* **Bloc de texte**
——————
RENAU D'ELISSAGARAY D'ARMENDARITS.
Bernard Renau d'Eliçagaray, né le 2 février 1652 à Armendarits (Basse-Navarre, Basses-Pyrénées) et mort le 30 septembre 1719 à Pougues-les-Eaux (Nièvre), est un ingénieur et officier de marine, à l'époque de Louis XIV.
AFFICHE PASTORALE RENAU D'ELISSAGARAY |
Voici ce que rapporta à son sujet le bulletin N° 10 de la Société des Sciences, Lettres et Arts de
Bayonne, le 1er juillet 1932, sous la plume de Jean de Bagneux :
"Un Basque illustre.
Renau d'Elissagaray 1652-1719.
... Le 21 Août, Renau croise dans le canal de Bahama, guettant les galions d’Espagne, quand un flibustier lui apprend qu’une puissante escadre est à sa recherche. Il pourrait continuer la lutte, car il a encore 3 mois de vivres, mais le scorbut a fait son apparition et plus de la moitié des matelots sont atteints par ce mal. La mortalité est effrayante. Aussi, sagement, prudemment, Renau prend le chemin du retour. La traversée est rendue pénible par une suite de fortes tempêtes et, le 28 Septembre, quand l'Intrépide entre dans la rivière de Rochefort, il s’échoue près de couler bas avec une voie d’eau qu’il est impossible d’étancher, les 3/4 de l’équipage étant morts.
——————
* **Votre tâche**
Répondez, s'il vous plaît, à ces questions sur le texte consacré à Renau d'Elissagaray :
1. Dans quelle localité est-il mort ?
2. Qui a signé l'article paru dans le bulletin N° 10 ?
3. Combien de mois de vivres lui restait-il dans le canal de Bahama ?
Le matériel ci-dessous est indépendant du texte.

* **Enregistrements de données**
——————
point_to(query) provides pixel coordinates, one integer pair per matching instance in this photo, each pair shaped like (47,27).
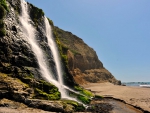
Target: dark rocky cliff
(20,78)
(83,62)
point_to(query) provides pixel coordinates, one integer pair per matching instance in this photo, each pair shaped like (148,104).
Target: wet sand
(136,96)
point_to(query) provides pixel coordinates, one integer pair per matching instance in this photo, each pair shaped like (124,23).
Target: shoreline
(137,97)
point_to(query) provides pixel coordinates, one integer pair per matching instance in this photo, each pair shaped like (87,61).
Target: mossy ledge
(3,10)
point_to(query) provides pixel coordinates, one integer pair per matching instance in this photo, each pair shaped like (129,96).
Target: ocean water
(136,84)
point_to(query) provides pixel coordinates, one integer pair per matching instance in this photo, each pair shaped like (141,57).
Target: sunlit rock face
(83,61)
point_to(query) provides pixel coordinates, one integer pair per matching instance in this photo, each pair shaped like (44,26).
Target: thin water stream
(30,34)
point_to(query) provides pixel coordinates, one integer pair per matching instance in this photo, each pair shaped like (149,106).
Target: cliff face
(20,75)
(83,62)
(17,58)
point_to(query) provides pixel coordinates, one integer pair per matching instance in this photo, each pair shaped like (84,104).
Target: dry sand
(136,96)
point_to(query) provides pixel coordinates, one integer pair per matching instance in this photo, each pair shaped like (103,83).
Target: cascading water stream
(30,34)
(56,57)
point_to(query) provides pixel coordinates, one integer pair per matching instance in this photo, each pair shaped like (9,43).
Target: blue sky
(118,30)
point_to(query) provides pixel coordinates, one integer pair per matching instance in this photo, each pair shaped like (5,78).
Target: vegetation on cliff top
(3,9)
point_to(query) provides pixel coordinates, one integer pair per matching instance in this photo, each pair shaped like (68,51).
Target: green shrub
(2,12)
(3,3)
(84,91)
(98,96)
(2,32)
(84,99)
(1,24)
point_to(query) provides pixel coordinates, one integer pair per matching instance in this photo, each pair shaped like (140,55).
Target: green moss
(3,12)
(36,14)
(84,99)
(43,95)
(1,24)
(50,22)
(2,32)
(4,4)
(3,7)
(78,107)
(98,96)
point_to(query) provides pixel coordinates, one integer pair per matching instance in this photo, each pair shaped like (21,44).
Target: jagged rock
(83,62)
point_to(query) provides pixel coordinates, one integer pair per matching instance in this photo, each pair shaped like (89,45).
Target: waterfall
(56,57)
(30,34)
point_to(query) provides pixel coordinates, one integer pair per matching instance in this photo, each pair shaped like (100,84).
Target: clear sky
(118,30)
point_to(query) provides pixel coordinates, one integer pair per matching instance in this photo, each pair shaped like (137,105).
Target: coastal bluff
(83,62)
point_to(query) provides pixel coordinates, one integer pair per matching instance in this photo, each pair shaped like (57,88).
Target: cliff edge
(83,62)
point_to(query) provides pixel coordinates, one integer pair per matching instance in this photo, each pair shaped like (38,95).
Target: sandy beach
(135,96)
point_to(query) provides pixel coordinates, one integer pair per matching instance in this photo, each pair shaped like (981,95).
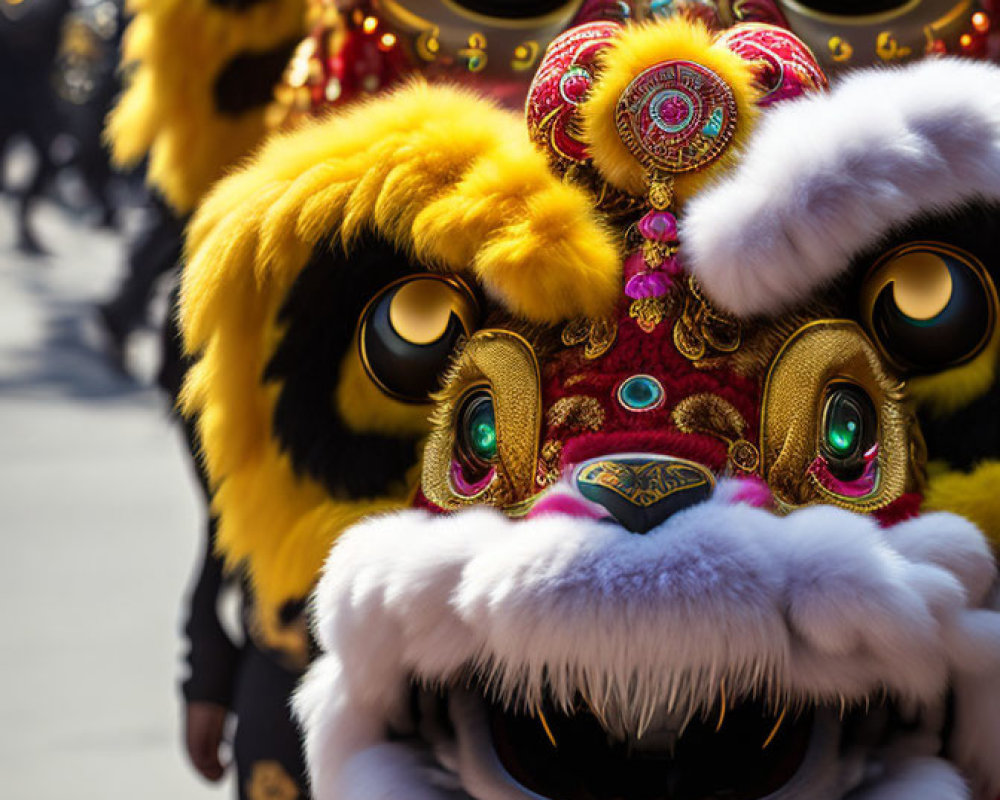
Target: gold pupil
——————
* **Réponse attendue**
1. À Pougues-les-Eaux (Nièvre).
2. Jean de Bagneux.
3. Trois mois.